**DIRECTIONS FOR THIS TASK**
Reproduce the passage of the UK food shortage article from "From grocers to" to "to Logistics UK.", verbatim.

**EXTRACT**
******

- Brexit and the 'pingdemic' have created a labour shortage in the UK’s food supply chain
- Restaurants and supermarkets are already suffering due to a fall in deliveries, which could extend into the busy Christmas period
Less than two years after being struck by the Covid-19 pandemic, some Brits may be starting to think another apocalyptic event is afoot.
Across the country, pictures are being shared online of desolate shelves at the UK’s biggest supermarkets. McDonald’s (US:MCD) has scratched milkshakes off its British menus, while a shortage of chicken has forced Nando’s to close dozens of restaurants. Items have also been off the menu at KFC, while national pastry stalwart Greggs (GRG) has warned that its bakeries are less well-stocked than usual.
From grocers to restaurant chains, the nation’s favourite food providers are struggling with an alarming shortage of chicken, milk and other perishable goods. The pandemic is partly to blame: in recent months a large number of workers in the food supply chain have come into close contact with Covid-19, prompting orders from the NHS Covid Test and Trace app to self-isolate.
But the so-called 'pingdemic' is also aggravating an existing staff shortage brought on by Brexit. This is particularly acute in the country’s delivery workforce, which lost an estimated 25,000 lorry drivers after the UK left the EU – more than a quarter of the current deficit of 90,000, according to Logistics UK.

******

**DATASET EXTRACT**
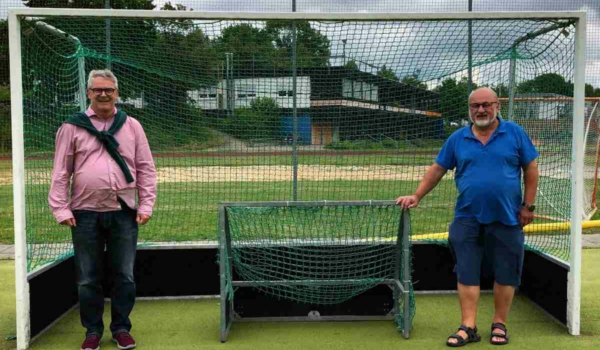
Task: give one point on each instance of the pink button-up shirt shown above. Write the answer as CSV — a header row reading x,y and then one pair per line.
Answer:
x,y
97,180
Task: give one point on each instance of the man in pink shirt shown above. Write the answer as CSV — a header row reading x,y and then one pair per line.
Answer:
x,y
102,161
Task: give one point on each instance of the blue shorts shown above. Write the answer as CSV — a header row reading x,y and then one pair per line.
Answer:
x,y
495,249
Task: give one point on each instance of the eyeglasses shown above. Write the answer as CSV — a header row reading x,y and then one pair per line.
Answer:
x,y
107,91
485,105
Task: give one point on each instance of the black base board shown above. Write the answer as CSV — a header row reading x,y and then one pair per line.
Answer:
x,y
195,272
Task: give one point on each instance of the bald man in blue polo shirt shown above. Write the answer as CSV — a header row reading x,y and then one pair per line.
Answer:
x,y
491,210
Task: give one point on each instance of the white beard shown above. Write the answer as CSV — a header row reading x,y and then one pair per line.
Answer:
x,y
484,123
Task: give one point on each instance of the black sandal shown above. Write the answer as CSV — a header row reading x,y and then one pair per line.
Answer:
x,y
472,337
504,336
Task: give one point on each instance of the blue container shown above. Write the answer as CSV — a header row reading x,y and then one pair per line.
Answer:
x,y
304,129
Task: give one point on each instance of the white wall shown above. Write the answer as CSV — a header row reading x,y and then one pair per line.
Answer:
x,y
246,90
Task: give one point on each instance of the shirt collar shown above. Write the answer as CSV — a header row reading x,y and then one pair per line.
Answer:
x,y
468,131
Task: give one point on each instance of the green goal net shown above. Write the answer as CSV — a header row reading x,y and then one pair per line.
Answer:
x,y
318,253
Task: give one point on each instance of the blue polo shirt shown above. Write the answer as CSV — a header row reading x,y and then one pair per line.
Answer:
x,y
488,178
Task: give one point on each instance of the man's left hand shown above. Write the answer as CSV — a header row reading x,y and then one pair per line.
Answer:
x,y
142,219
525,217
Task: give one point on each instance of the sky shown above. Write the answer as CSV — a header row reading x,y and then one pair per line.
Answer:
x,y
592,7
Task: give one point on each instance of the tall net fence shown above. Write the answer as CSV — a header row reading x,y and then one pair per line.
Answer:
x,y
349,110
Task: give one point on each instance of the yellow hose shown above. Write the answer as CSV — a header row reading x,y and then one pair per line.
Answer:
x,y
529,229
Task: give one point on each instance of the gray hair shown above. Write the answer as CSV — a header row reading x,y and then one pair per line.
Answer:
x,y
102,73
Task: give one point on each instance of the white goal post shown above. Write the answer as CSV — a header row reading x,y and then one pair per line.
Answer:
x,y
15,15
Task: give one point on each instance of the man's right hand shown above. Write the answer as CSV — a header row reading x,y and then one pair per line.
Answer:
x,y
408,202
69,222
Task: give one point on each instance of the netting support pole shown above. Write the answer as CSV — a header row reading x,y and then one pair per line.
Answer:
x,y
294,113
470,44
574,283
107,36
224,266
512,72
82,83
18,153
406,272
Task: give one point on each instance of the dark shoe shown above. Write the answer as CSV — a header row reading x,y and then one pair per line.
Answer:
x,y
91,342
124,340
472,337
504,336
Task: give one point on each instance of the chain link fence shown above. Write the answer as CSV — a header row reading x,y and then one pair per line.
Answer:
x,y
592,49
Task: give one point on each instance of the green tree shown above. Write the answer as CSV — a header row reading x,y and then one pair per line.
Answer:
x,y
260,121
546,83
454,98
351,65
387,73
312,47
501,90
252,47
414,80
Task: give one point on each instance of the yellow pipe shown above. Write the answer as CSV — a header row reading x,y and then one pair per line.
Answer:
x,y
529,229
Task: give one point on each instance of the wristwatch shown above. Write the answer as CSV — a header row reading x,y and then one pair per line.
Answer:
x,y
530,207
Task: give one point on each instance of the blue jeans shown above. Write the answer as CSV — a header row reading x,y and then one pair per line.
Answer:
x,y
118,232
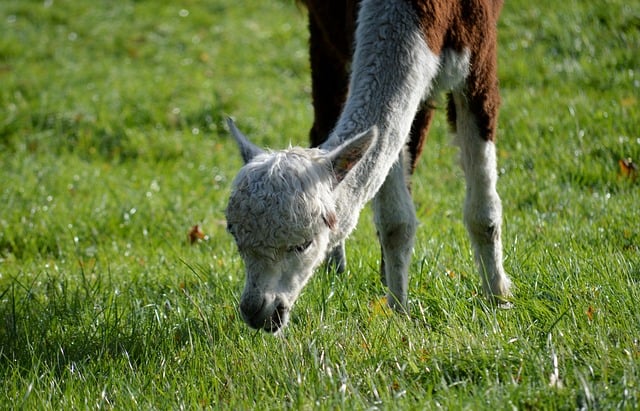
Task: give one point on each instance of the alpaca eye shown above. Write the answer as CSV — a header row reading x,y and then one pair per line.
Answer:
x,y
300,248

******

**REPLY TO THE TASK**
From grocers to restaurant chains, the nation’s favourite food providers are struggling with an alarming shortage of chicken, milk and other perishable goods. The pandemic is partly to blame: in recent months a large number of workers in the food supply chain have come into close contact with Covid-19, prompting orders from the NHS Covid Test and Trace app to self-isolate.
But the so-called 'pingdemic' is also aggravating an existing staff shortage brought on by Brexit. This is particularly acute in the country’s delivery workforce, which lost an estimated 25,000 lorry drivers after the UK left the EU – more than a quarter of the current deficit of 90,000, according to Logistics UK.